Text shown -
++++++++++++++++++++

Reference for wall movement under to ‘engage’ active pressure:

In Winterkorn and Fang, “Foundation Engineering Handbook” Table 12.1
Sand:
Active Pressure: Parallel to Wall .001H
Active Pressure: Rotation About Base .001H
Passive Pressure: Parallel to Wall .05H
Passive Pressure: Rotation About Base >.1H
Clay:
Active Pressure: Parallel to Wall .004H
Active Pressure: Rotation About Base .001H
Passive (No values given) however NAVDAC DM2.2 states that the required strain or wall movement required to mobilize the passive soil is about 2x the movement required for active pressure.
A great reference, but I’m sure it’s been out of print for a while.  My copy is dated 1975.

## Water Pressure

Water pressure can be greatly reduced by providing drainage aggregate and drain pipe directly behind the wall. The density of water is much less than most soils (64 pcf) however its lateral pressure coeffcient is = 1.0 so the Equivalent Fluid or Lateral pressure is 64.5 psf/ft which is higher than most soils in an active pressure case. Therefore water pressure can have a serious impact on the lateral load applied to wall and should be given proper attention if the water is not given a relief source as mentioned above.

++++++++++++++++++++

Stored data -
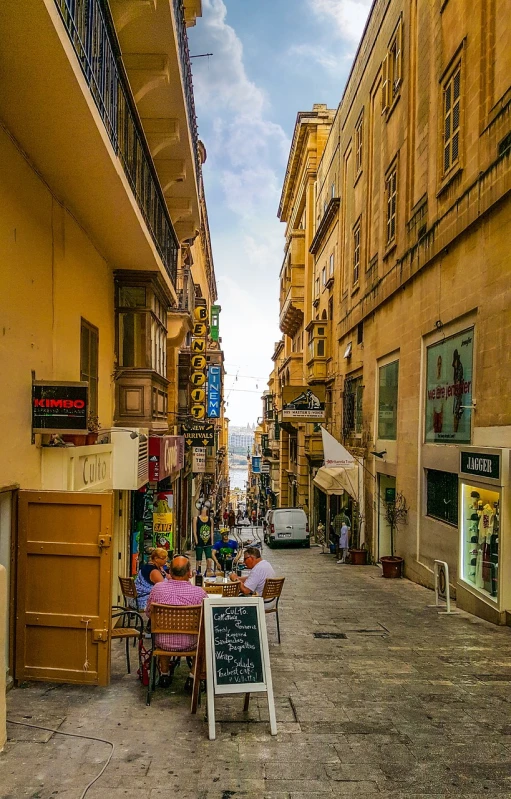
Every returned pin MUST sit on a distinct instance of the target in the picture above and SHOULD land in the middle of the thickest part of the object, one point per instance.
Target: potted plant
(93, 426)
(358, 554)
(396, 514)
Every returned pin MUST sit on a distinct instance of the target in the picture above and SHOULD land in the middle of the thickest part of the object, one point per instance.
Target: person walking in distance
(203, 539)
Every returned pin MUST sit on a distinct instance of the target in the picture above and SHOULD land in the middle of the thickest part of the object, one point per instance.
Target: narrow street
(404, 703)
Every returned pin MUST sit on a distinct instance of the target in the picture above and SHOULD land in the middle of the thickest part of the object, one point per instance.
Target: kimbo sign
(59, 407)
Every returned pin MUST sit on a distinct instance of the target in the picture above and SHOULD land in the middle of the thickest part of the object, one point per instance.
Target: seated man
(225, 552)
(260, 571)
(176, 591)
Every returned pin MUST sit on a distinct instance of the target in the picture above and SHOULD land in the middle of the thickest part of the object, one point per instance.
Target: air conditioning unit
(130, 456)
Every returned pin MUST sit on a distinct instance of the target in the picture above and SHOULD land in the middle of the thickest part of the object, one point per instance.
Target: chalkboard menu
(237, 645)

++++++++++++++++++++

According to the text on retaining wall pressures, how can water pressure be greatly reduced?

Result of this exercise -
By providing drainage aggregate and drain pipe directly behind the wall.